乳児でも区別する「良い人」「悪い人」
私たち人間は、「群れ」(集団)を作り、
共同生活をすることで世代をつないできた社会的動物。
共同生活を維持するためには「相互扶助」の関係が必要です。
ですから、茂木健一郎氏も述べていますが、
「他人のため」
に何かをすることを
「喜び」
とするように脳の報酬系ができあがっています。
つまり、誰かのために役立つこと(利他的行動)が、
脳に「快感」を与える仕組みが組み込まれています。
そしてまた、私たちは生まれながらにして、
・誰かを助ける人は「良い人」(好きな人)
・そうでない人は「悪い人」(嫌いな人)
と区別することが、
イェール大学のハムリン博士の実験から
わかっているのだそうです。
以下の実験内容は、脳研究者の池谷裕二氏が、
日経新聞夕刊(2007/12/05)の「あすへの話題」で
紹介されていたものです。
生後6カ月の乳児に、円盤に2つの目が描かれた
かわいいキャラクター「クライム君」を見せます。
クライム君は、斜面を登ろうと努力しているところ。
ここで、別のキャラクターAとBが登場します。
Aは、クライム君を後ろから押して
坂を登るのを手伝います。
一方、Bは坂の上にいて、
登ってくるクライム君を押し戻そうとします。

☆ ☆ ☆ ☆

* **取り組む問題**:
1. 抜粋の記述に基づいて、次の問いに答えてください。
(a) ハムリン博士が所属する大学はどこですか。
(b) 実験で使われた乳児は生後何カ月ですか。
(c) 池谷裕二氏が実験内容を紹介した日経新聞夕刊の欄の名前は何ですか。
2. 抜粋のうち、「つまり、誰かのために役立つこと(利他的行動)が、」で始まり「クライム君は、斜面を登ろうと努力しているところ。」で終わる部分を、そのまま打ち直してください。
3. 抜粋にある「共同生活を維持するためには「相互扶助」の関係が必要です。」という一文を英語に訳してください。

* **表示情報**:
☆ ☆ ☆ ☆

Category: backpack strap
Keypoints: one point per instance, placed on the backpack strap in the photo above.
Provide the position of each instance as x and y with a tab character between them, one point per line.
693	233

☆ ☆ ☆ ☆

* **解答**:
1.
(a) イェール大学
(b) 生後6カ月
(c) 「あすへの話題」

2.
つまり、誰かのために役立つこと(利他的行動)が、
脳に「快感」を与える仕組みが組み込まれています。
そしてまた、私たちは生まれながらにして、
・誰かを助ける人は「良い人」(好きな人)
・そうでない人は「悪い人」(嫌いな人)
と区別することが、
イェール大学のハムリン博士の実験から
わかっているのだそうです。
以下の実験内容は、脳研究者の池谷裕二氏が、
日経新聞夕刊(2007/12/05)の「あすへの話題」で
紹介されていたものです。
生後6カ月の乳児に、円盤に2つの目が描かれた
かわいいキャラクター「クライム君」を見せます。
クライム君は、斜面を登ろうと努力しているところ。

3. To maintain communal life, relationships of "mutual aid" are necessary.